• [EXTRACTED ENTRIES]
□ □ □
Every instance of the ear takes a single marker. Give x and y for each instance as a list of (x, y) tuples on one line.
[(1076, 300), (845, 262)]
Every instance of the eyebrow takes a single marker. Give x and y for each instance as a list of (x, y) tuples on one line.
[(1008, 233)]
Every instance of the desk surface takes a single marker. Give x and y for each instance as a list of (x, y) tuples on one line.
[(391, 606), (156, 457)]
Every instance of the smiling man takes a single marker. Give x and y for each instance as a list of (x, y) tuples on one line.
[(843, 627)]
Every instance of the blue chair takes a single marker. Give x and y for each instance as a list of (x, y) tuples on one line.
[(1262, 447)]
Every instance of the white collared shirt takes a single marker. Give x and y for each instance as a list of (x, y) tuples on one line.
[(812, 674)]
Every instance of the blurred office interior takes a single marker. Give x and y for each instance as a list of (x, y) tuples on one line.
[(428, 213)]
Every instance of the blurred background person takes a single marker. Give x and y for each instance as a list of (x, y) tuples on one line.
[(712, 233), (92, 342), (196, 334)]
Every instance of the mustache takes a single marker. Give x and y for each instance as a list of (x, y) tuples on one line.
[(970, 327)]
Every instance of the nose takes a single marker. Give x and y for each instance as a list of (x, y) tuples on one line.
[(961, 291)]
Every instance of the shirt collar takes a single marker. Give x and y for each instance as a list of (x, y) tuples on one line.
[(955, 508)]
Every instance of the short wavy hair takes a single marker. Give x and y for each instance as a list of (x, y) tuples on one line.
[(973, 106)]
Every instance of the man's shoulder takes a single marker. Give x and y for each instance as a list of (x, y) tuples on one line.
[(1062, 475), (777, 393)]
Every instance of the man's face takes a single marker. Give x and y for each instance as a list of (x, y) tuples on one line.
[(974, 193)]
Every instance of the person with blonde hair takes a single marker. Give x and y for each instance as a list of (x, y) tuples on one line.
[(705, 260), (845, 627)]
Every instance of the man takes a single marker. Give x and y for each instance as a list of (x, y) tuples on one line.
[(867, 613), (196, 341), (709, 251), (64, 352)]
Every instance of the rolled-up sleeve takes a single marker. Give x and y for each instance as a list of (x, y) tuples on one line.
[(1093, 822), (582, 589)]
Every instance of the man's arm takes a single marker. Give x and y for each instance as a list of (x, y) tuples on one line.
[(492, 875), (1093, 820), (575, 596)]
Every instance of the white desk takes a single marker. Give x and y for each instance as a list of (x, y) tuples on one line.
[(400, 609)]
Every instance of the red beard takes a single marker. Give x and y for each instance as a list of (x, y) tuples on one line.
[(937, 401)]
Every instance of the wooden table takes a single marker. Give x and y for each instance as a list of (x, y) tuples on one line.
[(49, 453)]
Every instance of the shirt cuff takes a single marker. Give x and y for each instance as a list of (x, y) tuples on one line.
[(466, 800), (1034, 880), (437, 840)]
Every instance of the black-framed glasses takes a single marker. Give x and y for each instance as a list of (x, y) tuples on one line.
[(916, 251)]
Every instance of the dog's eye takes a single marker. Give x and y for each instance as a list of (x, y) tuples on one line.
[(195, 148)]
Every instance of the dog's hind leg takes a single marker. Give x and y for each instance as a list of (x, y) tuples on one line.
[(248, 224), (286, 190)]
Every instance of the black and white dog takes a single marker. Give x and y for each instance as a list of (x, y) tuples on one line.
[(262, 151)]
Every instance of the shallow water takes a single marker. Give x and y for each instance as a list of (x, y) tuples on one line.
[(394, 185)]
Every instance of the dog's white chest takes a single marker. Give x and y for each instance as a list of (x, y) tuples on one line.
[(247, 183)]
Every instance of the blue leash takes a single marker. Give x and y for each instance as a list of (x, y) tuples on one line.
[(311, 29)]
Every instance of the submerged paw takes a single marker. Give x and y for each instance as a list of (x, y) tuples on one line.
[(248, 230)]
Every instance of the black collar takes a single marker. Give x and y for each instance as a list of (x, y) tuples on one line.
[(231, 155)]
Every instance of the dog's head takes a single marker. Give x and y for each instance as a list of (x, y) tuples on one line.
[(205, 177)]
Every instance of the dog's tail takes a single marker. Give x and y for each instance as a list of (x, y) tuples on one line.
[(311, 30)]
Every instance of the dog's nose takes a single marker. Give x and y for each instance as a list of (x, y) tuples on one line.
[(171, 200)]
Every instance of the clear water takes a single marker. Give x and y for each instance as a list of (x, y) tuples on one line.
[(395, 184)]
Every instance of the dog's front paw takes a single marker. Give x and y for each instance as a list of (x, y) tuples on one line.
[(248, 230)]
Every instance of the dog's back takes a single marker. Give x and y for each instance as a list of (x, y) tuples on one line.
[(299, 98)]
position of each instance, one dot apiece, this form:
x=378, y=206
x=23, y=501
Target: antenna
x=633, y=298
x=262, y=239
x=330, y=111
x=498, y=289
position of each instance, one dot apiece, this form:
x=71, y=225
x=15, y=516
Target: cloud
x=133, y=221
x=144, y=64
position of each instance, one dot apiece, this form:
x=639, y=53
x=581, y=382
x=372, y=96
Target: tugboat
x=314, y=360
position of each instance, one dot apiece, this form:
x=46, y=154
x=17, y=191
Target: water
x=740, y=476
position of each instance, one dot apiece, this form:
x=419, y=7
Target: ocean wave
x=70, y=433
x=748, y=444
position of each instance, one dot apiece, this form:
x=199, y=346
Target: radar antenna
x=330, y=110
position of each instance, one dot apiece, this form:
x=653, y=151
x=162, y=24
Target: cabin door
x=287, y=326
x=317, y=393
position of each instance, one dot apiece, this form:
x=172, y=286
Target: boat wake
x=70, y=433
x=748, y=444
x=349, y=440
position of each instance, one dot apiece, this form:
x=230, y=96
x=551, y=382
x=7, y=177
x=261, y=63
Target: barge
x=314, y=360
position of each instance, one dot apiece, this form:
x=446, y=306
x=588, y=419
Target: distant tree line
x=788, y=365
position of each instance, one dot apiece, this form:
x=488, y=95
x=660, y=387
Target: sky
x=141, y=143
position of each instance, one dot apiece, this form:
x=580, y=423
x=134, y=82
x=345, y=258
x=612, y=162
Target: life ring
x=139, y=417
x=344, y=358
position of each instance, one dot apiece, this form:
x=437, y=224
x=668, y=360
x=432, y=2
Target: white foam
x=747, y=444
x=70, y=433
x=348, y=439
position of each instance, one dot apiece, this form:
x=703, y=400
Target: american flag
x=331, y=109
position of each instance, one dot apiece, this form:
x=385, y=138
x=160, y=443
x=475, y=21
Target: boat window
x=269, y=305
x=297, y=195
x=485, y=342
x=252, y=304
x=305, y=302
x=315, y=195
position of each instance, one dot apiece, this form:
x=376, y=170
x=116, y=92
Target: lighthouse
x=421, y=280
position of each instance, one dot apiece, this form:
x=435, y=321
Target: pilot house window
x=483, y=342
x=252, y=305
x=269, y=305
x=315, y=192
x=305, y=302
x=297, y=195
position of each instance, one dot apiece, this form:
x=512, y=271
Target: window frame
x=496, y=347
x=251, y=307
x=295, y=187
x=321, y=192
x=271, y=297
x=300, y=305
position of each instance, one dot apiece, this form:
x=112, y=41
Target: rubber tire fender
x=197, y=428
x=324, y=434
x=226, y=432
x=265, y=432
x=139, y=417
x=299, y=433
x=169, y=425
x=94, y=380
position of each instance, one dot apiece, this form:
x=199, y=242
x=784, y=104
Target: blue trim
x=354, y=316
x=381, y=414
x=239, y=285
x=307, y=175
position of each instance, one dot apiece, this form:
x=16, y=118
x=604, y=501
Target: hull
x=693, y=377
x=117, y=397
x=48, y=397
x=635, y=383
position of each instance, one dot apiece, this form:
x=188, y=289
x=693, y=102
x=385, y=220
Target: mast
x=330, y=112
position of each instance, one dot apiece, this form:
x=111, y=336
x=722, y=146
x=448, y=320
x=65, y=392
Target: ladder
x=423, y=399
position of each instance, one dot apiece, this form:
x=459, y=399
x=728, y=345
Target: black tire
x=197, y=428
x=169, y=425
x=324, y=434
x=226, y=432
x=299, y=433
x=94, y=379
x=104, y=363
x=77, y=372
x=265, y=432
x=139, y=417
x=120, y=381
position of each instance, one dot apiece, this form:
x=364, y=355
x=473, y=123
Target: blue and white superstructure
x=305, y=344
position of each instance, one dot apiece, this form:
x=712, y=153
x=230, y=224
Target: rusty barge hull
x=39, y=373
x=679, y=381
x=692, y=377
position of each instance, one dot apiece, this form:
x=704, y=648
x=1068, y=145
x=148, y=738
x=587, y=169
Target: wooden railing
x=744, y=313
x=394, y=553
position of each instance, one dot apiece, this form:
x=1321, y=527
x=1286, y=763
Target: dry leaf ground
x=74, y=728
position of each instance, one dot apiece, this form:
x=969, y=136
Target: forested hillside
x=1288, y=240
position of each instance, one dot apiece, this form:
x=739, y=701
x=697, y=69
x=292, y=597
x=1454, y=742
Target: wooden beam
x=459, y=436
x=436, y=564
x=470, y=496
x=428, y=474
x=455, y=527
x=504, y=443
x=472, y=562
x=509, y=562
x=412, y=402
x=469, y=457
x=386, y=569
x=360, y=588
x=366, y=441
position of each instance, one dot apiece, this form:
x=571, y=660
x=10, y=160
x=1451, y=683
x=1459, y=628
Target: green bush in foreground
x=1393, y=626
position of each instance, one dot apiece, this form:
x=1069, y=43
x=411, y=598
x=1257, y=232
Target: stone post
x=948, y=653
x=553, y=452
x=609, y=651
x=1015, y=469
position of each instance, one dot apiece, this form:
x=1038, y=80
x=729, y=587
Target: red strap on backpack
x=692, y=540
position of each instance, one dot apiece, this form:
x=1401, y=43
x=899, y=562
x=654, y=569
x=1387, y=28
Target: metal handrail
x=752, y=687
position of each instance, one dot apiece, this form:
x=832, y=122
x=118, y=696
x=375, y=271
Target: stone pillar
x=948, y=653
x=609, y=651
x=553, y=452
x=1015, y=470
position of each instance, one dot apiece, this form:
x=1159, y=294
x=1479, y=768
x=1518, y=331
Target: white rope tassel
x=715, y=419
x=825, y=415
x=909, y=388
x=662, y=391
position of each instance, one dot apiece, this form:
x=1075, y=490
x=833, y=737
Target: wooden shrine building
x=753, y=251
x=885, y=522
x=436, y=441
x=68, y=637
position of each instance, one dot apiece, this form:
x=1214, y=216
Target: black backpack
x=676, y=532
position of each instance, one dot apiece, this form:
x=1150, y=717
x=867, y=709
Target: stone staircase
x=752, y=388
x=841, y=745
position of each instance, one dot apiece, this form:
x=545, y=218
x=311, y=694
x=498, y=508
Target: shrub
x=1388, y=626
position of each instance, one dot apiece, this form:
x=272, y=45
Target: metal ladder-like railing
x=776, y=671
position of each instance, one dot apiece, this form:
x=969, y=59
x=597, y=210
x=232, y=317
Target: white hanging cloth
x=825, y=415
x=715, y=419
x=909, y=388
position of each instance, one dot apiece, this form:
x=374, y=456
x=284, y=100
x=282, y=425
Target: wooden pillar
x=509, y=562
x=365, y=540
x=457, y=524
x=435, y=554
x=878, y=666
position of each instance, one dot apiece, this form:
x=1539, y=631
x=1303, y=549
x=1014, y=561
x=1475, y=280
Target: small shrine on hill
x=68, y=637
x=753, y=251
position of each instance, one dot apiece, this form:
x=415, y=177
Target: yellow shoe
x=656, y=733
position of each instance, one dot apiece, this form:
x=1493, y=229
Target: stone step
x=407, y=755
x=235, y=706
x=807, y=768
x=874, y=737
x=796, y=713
□ □ □
• [TASK INSTRUCTIONS]
Retype, word for word, the listing above, starting at its first line and ending at the line containing "[(1076, 300), (845, 262)]", with both of those lines included.

• [SOLUTION FOR THIS PROBLEM]
Every instance of the ear takes a single marker. Give x and y for each instance as a list of (x, y) tuples on one line.
[(1076, 300), (845, 262)]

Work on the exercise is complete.